The association between increased intraoperative fluid volume and POUR can be attributed to several mechanisms:

  1. 1.

    Bladder overdistension: Excessive fluid administration can overstretch the bladder, impairing detrusor muscle contraction and leading to retention.

  2. 2.

    Autonomic dysfunction: Large fluid volumes may disrupt autonomic nervous system regulation, affecting bladder and urethral sphincter function.

  3. 3.

    Electrolyte imbalance: Improper fluid balance can cause electrolyte abnormalities, potentially interfering with neural control of bladder function.

  4. 4.

    Increased urine production: High fluid volumes can enhance renal blood flow and filtration, increasing urine output. If postoperative voiding is inadequate, this can result in bladder overdistension.

  5. 5.

    Inflammatory response: Surgical procedures and fluid administration may trigger inflammation affecting the lower urinary tract, potentially impacting bladder contractility.

These mechanisms highlight the importance of careful intraoperative fluid management in preventing POUR.

Furthermore, the dose and potency of anesthetics should be considered carefully to prevent hypotension, which should be managed with fluid resuscitation.

We found that the incidence rates of POUR under spinal and general anesthesia were 1.8% and 2.6%, respectively. Although general anesthesia had a higher rate of POUR than spinal anesthesia, the differences were not significant. In a review of 72 studies, Jensen and colleagues found that the incidence of POUR with regional anesthesia (150 in 6191 patients, 2.42%, 95% CI 2.04–2.81%) was lower than that with general anesthesia (344 in 11,471 patients, 3.00%, 95% CI: 2.69–3.31%) (Jensen et al. 2002). However, the potency of anesthetics, rather than the type of anesthesia, is considered the main cornerstone of the development of POUR (Blair et al. 2017; Petros et al. 1991). We included the potency of anesthetics in the analysis to adjust for potential confounding interactions and ensure that the findings were more informative.

This study has some limitations. First, given the nature of a retrospective study conducted in one institution, some bias may be present. The retrospective nature of our study limits our ability to establish causality. Furthermore, the majority of IHR in our study involved open repair, which may limit the generalizability of our findings to minimally invasive procedures. However, the sample size was nearly one thousand, and the perioperative parameters were retrieved from a research database integrated with the electric medical records. Furthermore, all IHR procedures were performed in an inpatient setting under the regulation of the Taiwan Healthcare System, and the patients are discharged the day after surgery. Thus, an early diagnosis of POUR can be achieved through more comprehensive consideration compared with an outpatient setting. Therefore, we consider our findings to be informative. Second, the majority of IHR in our study involved open repair. Some studies have reported that minimally invasive IHR leads to a higher incidence of POUR than the open method because of the proximity of dissection to the urinary bladder (Winslow et al. 2004; Koch et al. 2006). Third, outpatient IHR can reduce inpatient admissions and healthcare costs, whereas its choice is associated with clinical and socioeconomic factors.

RECORD EXCERPTS

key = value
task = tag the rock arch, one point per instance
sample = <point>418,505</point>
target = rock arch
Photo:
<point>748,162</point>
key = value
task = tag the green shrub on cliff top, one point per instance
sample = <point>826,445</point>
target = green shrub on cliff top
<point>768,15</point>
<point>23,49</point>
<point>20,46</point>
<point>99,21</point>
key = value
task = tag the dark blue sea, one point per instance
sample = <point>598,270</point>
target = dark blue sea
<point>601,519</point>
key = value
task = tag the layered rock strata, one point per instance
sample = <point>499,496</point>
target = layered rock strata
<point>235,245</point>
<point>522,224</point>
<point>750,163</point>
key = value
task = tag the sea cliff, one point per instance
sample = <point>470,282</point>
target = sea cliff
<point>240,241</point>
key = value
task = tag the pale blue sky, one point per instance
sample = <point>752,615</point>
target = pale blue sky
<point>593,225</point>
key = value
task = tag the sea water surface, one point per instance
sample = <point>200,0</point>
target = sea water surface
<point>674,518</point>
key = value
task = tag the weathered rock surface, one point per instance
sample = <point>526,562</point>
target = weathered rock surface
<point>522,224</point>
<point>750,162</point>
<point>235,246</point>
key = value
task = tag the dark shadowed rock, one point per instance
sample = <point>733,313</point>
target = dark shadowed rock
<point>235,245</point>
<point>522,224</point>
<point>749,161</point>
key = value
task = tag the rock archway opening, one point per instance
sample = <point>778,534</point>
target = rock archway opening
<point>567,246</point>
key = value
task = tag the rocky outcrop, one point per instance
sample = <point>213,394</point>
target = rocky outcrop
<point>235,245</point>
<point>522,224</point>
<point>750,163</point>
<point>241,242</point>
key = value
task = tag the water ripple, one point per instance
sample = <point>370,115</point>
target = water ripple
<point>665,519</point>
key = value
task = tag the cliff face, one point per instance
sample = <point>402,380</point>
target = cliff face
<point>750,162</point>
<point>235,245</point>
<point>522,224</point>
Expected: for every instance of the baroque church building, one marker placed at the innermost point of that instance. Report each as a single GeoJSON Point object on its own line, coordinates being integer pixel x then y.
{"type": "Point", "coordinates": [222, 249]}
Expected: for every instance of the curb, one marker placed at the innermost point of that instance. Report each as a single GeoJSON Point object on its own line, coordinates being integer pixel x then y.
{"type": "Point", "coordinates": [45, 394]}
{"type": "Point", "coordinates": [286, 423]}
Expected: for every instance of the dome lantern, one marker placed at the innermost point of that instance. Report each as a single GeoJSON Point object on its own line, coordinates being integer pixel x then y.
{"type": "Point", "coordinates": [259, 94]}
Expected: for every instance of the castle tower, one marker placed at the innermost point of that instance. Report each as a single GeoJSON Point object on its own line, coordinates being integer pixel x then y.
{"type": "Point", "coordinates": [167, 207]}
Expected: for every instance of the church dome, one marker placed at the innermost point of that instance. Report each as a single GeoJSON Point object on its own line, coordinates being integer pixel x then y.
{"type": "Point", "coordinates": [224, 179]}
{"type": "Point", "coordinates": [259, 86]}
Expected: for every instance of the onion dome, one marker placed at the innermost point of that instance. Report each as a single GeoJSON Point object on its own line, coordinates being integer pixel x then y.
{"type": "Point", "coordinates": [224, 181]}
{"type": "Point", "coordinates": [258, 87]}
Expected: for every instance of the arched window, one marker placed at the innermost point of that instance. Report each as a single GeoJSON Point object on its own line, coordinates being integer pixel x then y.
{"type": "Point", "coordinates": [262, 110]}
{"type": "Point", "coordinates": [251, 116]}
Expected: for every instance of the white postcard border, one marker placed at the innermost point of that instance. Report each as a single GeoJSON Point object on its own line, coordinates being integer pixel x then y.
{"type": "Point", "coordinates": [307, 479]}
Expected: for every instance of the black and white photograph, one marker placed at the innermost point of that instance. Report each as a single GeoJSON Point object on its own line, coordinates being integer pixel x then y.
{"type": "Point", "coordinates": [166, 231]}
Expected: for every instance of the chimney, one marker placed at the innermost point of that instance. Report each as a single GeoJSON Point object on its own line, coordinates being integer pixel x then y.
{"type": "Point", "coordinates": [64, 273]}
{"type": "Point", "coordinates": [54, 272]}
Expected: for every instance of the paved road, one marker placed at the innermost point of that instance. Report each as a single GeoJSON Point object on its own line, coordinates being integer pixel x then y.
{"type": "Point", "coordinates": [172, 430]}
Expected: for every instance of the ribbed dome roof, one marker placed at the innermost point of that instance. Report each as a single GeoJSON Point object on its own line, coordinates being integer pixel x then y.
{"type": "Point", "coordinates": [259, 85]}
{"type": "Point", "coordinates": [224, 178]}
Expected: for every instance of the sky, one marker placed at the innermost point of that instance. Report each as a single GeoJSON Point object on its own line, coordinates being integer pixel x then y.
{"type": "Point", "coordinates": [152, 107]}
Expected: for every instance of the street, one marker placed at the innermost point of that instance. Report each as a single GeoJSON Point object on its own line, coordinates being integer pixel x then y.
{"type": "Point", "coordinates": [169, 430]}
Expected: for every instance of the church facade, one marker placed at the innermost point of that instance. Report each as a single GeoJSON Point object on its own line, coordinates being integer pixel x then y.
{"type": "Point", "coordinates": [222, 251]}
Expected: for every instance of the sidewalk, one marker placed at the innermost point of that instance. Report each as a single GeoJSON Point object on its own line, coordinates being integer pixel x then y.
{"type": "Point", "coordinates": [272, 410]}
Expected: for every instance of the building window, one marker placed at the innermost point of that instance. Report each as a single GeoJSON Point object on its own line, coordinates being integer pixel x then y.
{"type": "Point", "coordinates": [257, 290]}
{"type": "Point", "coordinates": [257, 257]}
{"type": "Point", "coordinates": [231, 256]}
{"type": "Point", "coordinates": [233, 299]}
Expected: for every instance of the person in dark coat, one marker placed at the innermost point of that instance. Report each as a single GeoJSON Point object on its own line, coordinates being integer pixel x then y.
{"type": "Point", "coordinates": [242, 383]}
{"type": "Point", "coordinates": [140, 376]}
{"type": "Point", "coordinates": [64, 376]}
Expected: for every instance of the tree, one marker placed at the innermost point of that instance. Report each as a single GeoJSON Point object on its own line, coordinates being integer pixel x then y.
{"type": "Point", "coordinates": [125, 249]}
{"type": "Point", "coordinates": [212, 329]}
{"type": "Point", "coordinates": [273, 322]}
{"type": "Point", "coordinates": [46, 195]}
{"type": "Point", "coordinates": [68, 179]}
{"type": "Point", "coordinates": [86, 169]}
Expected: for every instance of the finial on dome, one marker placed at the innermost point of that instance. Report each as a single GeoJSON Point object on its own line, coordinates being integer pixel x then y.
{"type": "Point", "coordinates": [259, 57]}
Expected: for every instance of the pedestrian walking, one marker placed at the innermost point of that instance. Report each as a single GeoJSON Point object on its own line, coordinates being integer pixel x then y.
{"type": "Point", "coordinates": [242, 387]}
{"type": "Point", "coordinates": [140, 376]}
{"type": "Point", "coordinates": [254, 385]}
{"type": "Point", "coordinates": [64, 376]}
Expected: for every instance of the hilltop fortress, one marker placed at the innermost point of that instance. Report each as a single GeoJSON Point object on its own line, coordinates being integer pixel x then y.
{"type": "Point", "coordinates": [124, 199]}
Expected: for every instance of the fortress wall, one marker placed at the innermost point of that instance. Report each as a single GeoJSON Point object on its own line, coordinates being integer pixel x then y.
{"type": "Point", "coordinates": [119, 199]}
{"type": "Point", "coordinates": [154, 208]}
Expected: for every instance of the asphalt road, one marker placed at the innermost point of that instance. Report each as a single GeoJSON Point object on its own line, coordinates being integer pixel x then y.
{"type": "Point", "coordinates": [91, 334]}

REQUIRED ACTIONS
1/ Answer these from the passage on POUR:
(a) What incidence rates of POUR were found under spinal and general anesthesia?
(b) How many studies did the Jensen review cover?
(c) When are the patients discharged?
2/ Rewrite the stretch of the passage on POUR from "Autonomic dysfunction: Large" through "in bladder overdistension.", swapping "urine output" for "urinary output".
The rows above are separate material, apart from the passage on POUR.

ANSWERS BELOW
1/
(a) 1.8% under spinal anesthesia and 2.6% under general anesthesia.
(b) 72 studies.
(c) The day after surgery.

2/
Autonomic dysfunction: Large fluid volumes may disrupt autonomic nervous system regulation, affecting bladder and urethral sphincter function.

  3. 3.

    Electrolyte imbalance: Improper fluid balance can cause electrolyte abnormalities, potentially interfering with neural control of bladder function.

  4. 4.

    Increased urine production: High fluid volumes can enhance renal blood flow and filtration, increasing urinary output. If postoperative voiding is inadequate, this can result in bladder overdistension.